◆ **Exercise prompt**
Only lines that contain the word "blinds" belong in the answer; copy them from the records below.

**** Dataset extract

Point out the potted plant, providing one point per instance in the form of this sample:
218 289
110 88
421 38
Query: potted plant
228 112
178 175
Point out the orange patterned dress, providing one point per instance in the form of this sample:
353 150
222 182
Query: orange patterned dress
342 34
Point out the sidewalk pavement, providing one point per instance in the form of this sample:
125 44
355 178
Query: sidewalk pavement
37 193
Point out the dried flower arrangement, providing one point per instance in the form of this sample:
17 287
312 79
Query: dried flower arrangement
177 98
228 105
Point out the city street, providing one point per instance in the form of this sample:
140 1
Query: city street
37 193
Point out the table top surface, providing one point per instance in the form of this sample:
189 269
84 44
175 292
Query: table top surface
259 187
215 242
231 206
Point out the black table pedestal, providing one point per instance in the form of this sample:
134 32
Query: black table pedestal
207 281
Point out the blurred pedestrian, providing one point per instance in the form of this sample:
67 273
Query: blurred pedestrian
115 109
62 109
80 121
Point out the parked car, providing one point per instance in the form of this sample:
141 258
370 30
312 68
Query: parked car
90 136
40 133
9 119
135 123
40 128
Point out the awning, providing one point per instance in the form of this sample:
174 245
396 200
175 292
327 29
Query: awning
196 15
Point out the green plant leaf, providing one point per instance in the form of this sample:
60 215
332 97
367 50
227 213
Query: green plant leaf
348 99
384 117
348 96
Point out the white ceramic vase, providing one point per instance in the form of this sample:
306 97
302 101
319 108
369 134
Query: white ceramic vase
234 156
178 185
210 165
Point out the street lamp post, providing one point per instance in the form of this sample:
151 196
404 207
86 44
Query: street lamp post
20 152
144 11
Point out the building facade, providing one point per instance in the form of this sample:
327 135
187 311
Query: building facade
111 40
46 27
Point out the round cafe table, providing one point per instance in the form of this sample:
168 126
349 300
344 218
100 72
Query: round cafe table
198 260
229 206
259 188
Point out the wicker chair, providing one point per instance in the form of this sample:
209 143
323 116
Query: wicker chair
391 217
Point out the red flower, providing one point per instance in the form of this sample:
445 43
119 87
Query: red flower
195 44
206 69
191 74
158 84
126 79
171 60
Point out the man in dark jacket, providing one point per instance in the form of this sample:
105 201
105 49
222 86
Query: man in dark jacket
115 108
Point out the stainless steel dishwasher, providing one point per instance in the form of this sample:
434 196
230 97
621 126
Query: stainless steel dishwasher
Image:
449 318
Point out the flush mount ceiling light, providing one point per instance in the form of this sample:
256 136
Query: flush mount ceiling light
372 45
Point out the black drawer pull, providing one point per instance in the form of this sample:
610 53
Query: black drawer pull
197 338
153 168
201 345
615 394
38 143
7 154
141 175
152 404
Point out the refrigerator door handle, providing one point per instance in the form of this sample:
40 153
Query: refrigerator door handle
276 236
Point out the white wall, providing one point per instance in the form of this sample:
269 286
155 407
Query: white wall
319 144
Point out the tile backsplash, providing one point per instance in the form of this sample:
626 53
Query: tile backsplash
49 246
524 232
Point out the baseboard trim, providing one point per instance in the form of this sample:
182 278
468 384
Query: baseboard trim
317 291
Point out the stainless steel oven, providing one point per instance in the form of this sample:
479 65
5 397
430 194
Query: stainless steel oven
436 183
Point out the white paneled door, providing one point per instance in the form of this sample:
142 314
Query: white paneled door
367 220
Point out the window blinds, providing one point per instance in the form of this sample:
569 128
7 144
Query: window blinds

********

◆ **Solution to this task**
Point out the window blinds, providing one point per instance in the form of this sample:
Query: window blinds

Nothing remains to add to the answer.